■ **PAGE EXCERPT**:
152. I am still genuinely puzzled about what
the difference is, because one patient comes along the next day
(Dr Cunningham) In effect we have to ration our resources
locally. We do not have enough resources to do everything we want.
We cannot give an unqualified yes on the basis of an unassessed
and unevaluated drug, so we say yes, but this is the amount of
money we are allocating to this drug on the basis of the evidence
we currently have.
153. Once that money is used up, then it is
no.
(Dr Cunningham) Different authorities have different
ways of dealing with this.
(Ms Marlow) Legal advice says we cannot have blanket
bans, we cannot always say no. We always have to consider individual
patients, so even if we feel we do not have the money to fund
a particular treatment, if a particular patient or a clinician
feels a particular patient has a special case then we will hear
those cases under an "exceptional circumstances" policy.
We do not have blanket bans, we have general policies but we will
always have to consider an individual case.
154. To look at each case individually would
be a more sensible way.
(Dr Cunningham) It is not necessarily for health authorities
to do this. We expect every case to be looked at individually
by the clinicians.
155. What you are saying is that a clinician
could come along and say that even though there is no money left,
we must insist on this patient being treated.
(Ms Marlow) Yes, if it is a special reason.
(Dr Cunningham) Yes and the health authority would
be asked to provide special funding for that individual patient.
Jim Dowd
156. Do you feel that NICE's involvement so
far in beta-interferon has advanced the matter or clarified matters
at all?
(Dr Crayford) It has provided and summarised a lot
of evidence which probably every health authority in the country
has independently had to consider. As a national central evidence
collating body, that is undoubtedly very useful. Unfortunately
there has been a delay in production of the guidance, this drug
has been around for quite a long time anyway, so many health authorities
have precedents and policies which are already funding the drug.
The intermittent start/go that we have had from NICE, which you
may be aware of, has created what we would call NICE blight around
this. Now that evidence around beta-interferon has become a bit
clearer I suspect that the majority of health authorities probably
will not be funding this in most situations at the moment. Unfortunately,
because of the delay in NICE's guidance, we are unable to come
to that position.
(Dr Cunningham) We have had to review and reverse
our position. Beta-interferon is a special example because other
bodies, before the setting up of NICE, had actually considered
the evidence and made it available and produced interim guidance.

■ **MATERIAL SHOWN**:
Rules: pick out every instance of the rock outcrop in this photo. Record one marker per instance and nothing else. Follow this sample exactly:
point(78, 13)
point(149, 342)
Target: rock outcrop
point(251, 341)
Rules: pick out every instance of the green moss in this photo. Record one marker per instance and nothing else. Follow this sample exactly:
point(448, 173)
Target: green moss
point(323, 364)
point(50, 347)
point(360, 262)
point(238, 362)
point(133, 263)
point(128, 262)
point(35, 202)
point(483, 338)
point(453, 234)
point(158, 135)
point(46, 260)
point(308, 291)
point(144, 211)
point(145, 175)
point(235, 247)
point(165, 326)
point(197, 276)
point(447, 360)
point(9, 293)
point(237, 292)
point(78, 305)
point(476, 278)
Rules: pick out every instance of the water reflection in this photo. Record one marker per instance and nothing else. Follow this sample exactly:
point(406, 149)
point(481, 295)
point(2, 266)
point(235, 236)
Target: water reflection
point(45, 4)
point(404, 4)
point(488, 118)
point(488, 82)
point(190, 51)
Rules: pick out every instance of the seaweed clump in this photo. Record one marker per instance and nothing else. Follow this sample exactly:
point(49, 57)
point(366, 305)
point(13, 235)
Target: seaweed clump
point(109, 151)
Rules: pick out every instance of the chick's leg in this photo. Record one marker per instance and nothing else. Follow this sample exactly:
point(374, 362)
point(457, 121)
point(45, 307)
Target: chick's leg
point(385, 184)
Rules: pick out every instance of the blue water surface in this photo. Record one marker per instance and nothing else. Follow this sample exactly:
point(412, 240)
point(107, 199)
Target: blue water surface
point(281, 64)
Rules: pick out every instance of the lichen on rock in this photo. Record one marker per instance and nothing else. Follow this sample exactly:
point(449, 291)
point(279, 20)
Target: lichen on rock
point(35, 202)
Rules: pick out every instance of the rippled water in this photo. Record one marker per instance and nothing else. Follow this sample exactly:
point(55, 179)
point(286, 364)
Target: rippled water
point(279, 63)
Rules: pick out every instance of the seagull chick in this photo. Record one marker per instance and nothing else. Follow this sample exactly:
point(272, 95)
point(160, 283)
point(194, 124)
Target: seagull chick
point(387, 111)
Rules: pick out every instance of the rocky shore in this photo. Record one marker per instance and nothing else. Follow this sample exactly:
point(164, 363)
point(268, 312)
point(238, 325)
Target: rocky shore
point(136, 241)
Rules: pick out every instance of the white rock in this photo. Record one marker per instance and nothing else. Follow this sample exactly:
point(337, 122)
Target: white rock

■ **TASK SET**:
1: In the hearing transcript, condense Ms Marlow's paragraph beginning "Legal advice says we cannot have blanket bans" into a short bulleted list that keeps its main facts.
2: Reproduce the passage of the hearing transcript between "155. What you" and "a special reason.", inclusive.
3: Take the hearing transcript further, picking up after its last sentence.

■ **ANSWERS PER TASK**:
1:
- Legal advice rules out blanket bans, so the answer cannot always be no.
- Individual patients must always be considered.
- Even when there is no money to fund a treatment, a patient or clinician can put forward a special case.
- Such cases are heard under an "exceptional circumstances" policy.
- There are general policies rather than blanket bans, and individual cases are always considered.

2:
155. What you are saying is that a clinician
could come along and say that even though there is no money left,
we must insist on this patient being treated.
(Ms Marlow) Yes, if it is a special reason.

3:
NICE has been asked to consider this particular drug quite a long
time after it received its product licence.
(Ms Marlow) The delay in final guidance coming out
is causing problems because the preliminary conclusions are available
publicly and there is a lot of patient demand on clinicians to
get them on beta-interferon before that becomes guidance. It is
a real problem for clinicians.
Chairman
157. May I raise with you some evidence we have
had from some of the witnesses who will appear in the second session
today and that is CERT, Campaign for Effective and Rational Treatment,
whose work I am sure you will be familiar with? They talk about
what they allege to be inexplicable delays in the appraisals for
Herceptin, which they say has been responsible for the premature
deaths of women with breast cancer. Is this something you are
familiar with? Has it concerned you that delays have resulted
in specific problems?
(Ms Marlow) I am not aware that it has caused us specific
problems locally in terms of its delay.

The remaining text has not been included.